• SHORT TASK 1:
In the STS-132 mission update, where on the station is the Rassvet module to be installed on Flight Day 5?
• SHORT TASK 2:
Please reproduce the STS-132 mission update word for word, starting with "STS-132: Russia’s MRM-1" and going on through "acquired during EVA-1.".

# SELECTION start

STS-132: Russia’s MRM-1 installed – Port Wing clearance boost
Russia’s Mini Research Module-1 (MRM-1) “Rassvet” has been successfully docked and installed on to the Russian segment of the International Space Station (ISS). Meanwhile, the Mission Management Team (MMT) are close to clearing Atlantis’ Thermal Protection System (TPS) for Entry, after additional imagery of her Port Wing was acquired during EVA-1.
As the crew proceed through Flight Day 5, the mission continues to track the pre-planned timeline, along with the benefit of additional time being released by the confirmation no Focused Inspection (FI) is required – based on the opening evaluations by the Damage Assessment Team (DAT).
“STS-132: On-Orbit: Flight Day 4 Activities Completed: EVA-1 by Reisman and Bowen to install the back-up Space-to-Ground antenna on the Z-1 truss and install a new tool platform on the Dextre Robot,” outlined the NASA Test Director (NTD) update (L2).
“Flight day 5 Activities Planned: Unberth Russian Rassvet module from Atlantis PLB (Payload Bay) and install on the Earth-Facing port of Zarya module. Canadarm Unberth OBSS (Orbiter Boom Sensor System) and hand-off to RMS (Remote Manipulator System). EVA 2 preps, procedure review and campout by Bowen and Good.
“Cryo Margins: (above 12+0+2) O2 limited 29 hours. Transfer Status – end of FD3 report: Middeck Resupply status 80 percent complete. Middeck Return status 21 percent complete. Overall: Ahead of schedule at 48 percent complete.”
The Mission Evaluation Room (MER) have only added a light bulb failure and laptop communication issues associated with the Wing Leading Edge Sensor data to their items of interest – which remains a very short list.
Atlantis herself remains in great condition, with no new issues of note referenced over the past 24 hours. A slight issue with Fuel Cell 3 has not been deemed a worthy addition to the MER “funny” list, with subsystem performance classed as nominal.
STS-132 Specific Articles: http://www.nasaspaceflight.com/tag/sts-132/
“The PRSD O2/H2 manifold 2 isolation valves were cycled closed for crew sleep at 136:23:06 GMT and reopened at 137:07:58 GMT. The second on-orbit purge was performed, beginning at 137/12:06 GMT. During the 45.5 hour purge interval the approximate performance decay was 0.2 Vdc for fuel cell 1, 0.2 Vdc for fuel cell 2, and 0.18 Vdc for fuel cell 3,” added a MER Shift Summary (L2).

# SELECTION end
# DATA ROWS start

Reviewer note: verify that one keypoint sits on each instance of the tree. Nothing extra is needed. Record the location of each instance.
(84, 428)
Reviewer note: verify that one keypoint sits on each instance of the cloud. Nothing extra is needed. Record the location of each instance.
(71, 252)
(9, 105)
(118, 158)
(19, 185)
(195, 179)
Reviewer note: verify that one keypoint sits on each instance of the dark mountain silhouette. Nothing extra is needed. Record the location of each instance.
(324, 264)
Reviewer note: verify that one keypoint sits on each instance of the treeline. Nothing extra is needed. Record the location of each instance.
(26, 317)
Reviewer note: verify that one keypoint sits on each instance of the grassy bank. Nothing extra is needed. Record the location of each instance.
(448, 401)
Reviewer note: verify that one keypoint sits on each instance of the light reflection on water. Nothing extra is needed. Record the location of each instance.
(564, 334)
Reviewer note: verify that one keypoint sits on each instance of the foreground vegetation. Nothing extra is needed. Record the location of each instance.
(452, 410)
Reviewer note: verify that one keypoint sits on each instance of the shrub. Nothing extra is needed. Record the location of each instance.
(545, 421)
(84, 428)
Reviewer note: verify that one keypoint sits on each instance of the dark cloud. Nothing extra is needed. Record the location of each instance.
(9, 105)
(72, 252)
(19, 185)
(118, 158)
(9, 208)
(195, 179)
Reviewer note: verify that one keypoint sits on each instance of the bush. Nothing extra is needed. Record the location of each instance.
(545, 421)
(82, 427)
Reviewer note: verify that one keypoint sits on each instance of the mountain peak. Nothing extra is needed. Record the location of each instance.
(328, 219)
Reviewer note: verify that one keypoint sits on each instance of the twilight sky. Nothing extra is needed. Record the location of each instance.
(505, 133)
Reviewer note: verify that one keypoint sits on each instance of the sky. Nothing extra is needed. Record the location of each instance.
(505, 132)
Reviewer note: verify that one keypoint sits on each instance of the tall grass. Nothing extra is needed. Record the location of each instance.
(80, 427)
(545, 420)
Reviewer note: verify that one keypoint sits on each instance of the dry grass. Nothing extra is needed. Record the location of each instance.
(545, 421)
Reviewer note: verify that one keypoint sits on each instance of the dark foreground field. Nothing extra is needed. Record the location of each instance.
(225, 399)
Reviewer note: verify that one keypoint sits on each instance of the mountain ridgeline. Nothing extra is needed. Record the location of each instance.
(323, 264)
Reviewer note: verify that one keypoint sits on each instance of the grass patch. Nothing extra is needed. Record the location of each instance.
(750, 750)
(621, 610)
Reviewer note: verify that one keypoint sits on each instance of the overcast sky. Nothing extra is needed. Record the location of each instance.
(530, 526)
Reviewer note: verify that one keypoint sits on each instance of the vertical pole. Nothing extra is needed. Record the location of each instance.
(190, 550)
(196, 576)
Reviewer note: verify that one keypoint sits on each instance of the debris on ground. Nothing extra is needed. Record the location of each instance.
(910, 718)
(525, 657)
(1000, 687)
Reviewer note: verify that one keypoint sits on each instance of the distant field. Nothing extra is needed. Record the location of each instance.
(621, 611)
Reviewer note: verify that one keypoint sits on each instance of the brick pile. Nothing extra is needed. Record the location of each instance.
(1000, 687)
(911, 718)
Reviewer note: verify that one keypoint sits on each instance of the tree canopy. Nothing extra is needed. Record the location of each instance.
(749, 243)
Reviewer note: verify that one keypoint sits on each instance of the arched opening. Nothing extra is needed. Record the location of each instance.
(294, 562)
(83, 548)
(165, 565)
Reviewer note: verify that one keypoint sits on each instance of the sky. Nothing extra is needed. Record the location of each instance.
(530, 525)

# DATA ROWS end

• SOLUTION 1:
On the Earth-facing port of the Zarya module.

• SOLUTION 2:
STS-132: Russia’s MRM-1 installed – Port Wing clearance boost
Russia’s Mini Research Module-1 (MRM-1) “Rassvet” has been successfully docked and installed on to the Russian segment of the International Space Station (ISS). Meanwhile, the Mission Management Team (MMT) are close to clearing Atlantis’ Thermal Protection System (TPS) for Entry, after additional imagery of her Port Wing was acquired during EVA-1.